Location
- 418 South Sligo St. Cortez, Colorado 81321 United States

Information
- Type: Public high school
- School district: Montezuma-Cortez School District RE-1
- CEEB code: 060305
- Principal: Eric Chandler
- Teaching staff: 37.22 (FTE)
- Grades: 9–12
- Enrollment: 601 (2023-2024)
- Student to teacher ratio: 16.15
- Colors: Orange, black, white
- Athletics conference: CHSAA 3A Western Slope
- Mascot: Panther
- Website: www.cortez.k12.co.us/our-schools/mchs

= Montezuma-Cortez High School =

Public high school in Colorado, United States

Montezuma-Cortez High School (M-CHS) is a public senior high school in Cortez, Colorado, United States. It is part of the Montezuma-Cortez School District RE-1 and serves students in grades 9 through 12.

• REQUIRED ACTION
Reproduce the Montezuma-Cortez High School profile word for word, from start to finish. The lines that come next are unrelated to the school profile and stand on their own.

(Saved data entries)
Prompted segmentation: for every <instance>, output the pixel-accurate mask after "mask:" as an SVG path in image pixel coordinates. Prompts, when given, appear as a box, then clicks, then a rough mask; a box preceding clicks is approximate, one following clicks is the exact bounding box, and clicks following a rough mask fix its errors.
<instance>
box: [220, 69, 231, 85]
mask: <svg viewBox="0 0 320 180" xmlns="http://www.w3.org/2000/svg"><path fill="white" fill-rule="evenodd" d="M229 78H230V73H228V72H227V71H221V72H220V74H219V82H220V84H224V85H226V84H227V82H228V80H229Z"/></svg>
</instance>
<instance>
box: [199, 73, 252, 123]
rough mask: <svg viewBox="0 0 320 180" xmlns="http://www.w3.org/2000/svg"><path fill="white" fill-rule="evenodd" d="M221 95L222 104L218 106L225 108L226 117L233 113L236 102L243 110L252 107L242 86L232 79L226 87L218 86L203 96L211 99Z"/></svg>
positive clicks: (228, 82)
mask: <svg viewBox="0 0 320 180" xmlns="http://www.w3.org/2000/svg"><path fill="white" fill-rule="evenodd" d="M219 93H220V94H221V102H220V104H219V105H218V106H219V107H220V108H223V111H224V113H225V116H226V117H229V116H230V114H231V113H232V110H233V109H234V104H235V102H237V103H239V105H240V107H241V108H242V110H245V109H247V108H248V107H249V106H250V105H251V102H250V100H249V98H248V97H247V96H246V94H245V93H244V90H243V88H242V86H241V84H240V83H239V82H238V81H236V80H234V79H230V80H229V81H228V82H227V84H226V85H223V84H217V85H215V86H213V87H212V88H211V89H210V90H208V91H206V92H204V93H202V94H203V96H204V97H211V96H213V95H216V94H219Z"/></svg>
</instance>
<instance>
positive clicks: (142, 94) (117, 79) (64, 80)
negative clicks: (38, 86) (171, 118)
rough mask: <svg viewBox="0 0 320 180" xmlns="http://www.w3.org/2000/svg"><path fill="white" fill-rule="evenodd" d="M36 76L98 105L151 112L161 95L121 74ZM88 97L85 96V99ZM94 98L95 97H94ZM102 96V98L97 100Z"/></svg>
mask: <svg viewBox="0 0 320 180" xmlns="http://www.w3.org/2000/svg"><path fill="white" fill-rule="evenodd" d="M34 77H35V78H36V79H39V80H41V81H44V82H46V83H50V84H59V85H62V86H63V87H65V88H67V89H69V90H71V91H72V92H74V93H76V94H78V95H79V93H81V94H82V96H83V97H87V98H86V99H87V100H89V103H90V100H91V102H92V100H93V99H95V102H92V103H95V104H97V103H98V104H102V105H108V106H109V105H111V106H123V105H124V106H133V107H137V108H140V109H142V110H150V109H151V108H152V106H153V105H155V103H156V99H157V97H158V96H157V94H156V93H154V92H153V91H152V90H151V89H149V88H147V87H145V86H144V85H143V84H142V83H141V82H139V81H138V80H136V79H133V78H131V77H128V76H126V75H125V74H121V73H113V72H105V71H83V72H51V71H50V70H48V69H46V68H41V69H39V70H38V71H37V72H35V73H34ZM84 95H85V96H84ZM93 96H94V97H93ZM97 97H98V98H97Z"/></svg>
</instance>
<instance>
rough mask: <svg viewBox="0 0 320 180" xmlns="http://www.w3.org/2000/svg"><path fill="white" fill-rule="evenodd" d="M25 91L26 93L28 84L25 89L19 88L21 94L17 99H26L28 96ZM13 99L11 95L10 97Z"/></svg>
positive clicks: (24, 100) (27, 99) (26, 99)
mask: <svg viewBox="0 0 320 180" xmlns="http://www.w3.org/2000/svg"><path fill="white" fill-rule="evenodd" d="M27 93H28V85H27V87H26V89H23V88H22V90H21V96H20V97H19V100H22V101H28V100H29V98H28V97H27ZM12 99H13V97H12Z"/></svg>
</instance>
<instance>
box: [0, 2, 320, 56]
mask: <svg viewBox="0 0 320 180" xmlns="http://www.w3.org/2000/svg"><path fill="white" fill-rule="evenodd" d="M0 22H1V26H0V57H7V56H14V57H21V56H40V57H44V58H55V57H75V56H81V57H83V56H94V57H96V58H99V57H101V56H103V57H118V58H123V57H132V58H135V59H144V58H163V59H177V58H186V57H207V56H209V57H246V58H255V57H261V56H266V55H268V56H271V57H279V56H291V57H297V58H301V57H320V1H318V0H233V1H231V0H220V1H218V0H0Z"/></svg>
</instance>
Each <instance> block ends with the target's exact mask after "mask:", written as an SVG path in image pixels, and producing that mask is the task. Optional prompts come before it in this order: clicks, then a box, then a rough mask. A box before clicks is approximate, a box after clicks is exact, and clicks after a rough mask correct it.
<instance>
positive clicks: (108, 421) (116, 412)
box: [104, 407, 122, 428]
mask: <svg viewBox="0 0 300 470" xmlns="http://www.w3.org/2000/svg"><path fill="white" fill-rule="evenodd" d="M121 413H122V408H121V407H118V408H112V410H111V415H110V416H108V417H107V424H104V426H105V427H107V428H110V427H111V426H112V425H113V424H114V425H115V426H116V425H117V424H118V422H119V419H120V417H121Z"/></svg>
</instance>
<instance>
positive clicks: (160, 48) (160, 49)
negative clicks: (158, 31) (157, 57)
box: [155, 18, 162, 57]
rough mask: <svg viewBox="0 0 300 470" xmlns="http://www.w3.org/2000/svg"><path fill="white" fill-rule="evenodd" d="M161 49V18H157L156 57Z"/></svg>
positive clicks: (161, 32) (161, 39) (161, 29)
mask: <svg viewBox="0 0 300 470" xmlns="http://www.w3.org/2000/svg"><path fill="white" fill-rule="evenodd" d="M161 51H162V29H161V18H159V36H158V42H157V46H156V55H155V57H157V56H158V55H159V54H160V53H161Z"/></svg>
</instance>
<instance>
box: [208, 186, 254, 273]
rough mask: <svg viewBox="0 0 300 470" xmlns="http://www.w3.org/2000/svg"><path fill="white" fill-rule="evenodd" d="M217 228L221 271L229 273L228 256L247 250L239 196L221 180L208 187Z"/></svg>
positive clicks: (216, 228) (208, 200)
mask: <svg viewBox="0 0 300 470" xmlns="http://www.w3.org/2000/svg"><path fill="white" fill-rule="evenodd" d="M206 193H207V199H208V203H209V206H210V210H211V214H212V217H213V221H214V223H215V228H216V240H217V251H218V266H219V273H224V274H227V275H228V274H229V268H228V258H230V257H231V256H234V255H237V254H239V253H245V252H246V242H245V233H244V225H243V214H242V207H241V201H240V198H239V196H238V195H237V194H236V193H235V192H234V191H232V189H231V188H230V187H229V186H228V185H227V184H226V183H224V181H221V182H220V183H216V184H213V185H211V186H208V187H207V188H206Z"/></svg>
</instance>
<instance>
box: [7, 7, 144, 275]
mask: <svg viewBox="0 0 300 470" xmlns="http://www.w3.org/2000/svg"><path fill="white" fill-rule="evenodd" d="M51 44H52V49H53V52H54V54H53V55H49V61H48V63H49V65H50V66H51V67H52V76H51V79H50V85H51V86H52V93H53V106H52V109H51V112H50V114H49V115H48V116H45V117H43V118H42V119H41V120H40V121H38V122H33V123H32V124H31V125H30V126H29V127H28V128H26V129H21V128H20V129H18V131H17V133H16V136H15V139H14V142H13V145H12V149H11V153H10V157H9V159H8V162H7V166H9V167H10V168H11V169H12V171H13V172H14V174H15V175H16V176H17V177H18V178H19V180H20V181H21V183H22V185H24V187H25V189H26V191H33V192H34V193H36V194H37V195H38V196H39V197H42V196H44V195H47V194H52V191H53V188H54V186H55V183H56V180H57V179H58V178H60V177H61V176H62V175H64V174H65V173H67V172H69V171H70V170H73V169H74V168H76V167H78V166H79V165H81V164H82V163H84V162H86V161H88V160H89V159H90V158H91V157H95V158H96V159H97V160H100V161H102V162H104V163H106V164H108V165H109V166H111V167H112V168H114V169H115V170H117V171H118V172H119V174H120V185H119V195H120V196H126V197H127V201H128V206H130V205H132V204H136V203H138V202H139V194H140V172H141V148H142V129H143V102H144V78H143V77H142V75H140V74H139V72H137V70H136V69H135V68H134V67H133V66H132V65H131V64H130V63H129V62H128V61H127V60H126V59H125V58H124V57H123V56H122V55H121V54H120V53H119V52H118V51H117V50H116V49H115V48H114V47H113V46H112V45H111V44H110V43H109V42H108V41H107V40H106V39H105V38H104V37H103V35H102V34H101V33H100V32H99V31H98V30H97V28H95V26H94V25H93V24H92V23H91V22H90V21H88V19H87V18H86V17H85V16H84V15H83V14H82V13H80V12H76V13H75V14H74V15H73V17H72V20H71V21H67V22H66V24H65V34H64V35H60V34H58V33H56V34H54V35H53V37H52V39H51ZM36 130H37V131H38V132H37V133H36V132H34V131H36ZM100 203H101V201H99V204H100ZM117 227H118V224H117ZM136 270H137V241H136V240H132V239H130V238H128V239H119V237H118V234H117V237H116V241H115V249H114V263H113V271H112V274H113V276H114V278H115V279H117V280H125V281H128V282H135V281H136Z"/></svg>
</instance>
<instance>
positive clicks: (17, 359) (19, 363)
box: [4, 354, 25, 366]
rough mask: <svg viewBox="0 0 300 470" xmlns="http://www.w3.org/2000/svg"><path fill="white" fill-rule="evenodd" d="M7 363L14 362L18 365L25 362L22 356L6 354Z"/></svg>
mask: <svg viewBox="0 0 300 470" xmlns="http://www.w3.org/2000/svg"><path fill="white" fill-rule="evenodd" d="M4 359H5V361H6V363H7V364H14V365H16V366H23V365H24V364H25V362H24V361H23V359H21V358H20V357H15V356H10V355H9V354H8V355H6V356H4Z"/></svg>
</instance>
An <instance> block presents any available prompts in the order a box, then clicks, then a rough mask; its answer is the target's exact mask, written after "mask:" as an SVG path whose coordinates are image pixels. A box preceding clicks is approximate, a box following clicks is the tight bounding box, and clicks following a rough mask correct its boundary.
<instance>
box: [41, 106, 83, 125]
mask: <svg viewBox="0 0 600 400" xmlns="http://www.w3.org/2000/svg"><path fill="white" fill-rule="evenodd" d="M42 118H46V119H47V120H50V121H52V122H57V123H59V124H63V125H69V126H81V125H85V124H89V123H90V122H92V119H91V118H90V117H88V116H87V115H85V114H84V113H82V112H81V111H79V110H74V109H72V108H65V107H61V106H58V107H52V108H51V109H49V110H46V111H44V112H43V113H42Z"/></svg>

• WRITTEN ANSWER
Location
- 418 South Sligo St. Cortez, Colorado 81321 United States

Information
- Type: Public high school
- School district: Montezuma-Cortez School District RE-1
- CEEB code: 060305
- Principal: Eric Chandler
- Teaching staff: 37.22 (FTE)
- Grades: 9–12
- Enrollment: 601 (2023-2024)
- Student to teacher ratio: 16.15
- Colors: Orange, black, white
- Athletics conference: CHSAA 3A Western Slope
- Mascot: Panther
- Website: www.cortez.k12.co.us/our-schools/mchs

= Montezuma-Cortez High School =

Public high school in Colorado, United States

Montezuma-Cortez High School (M-CHS) is a public senior high school in Cortez, Colorado, United States. It is part of the Montezuma-Cortez School District RE-1 and serves students in grades 9 through 12.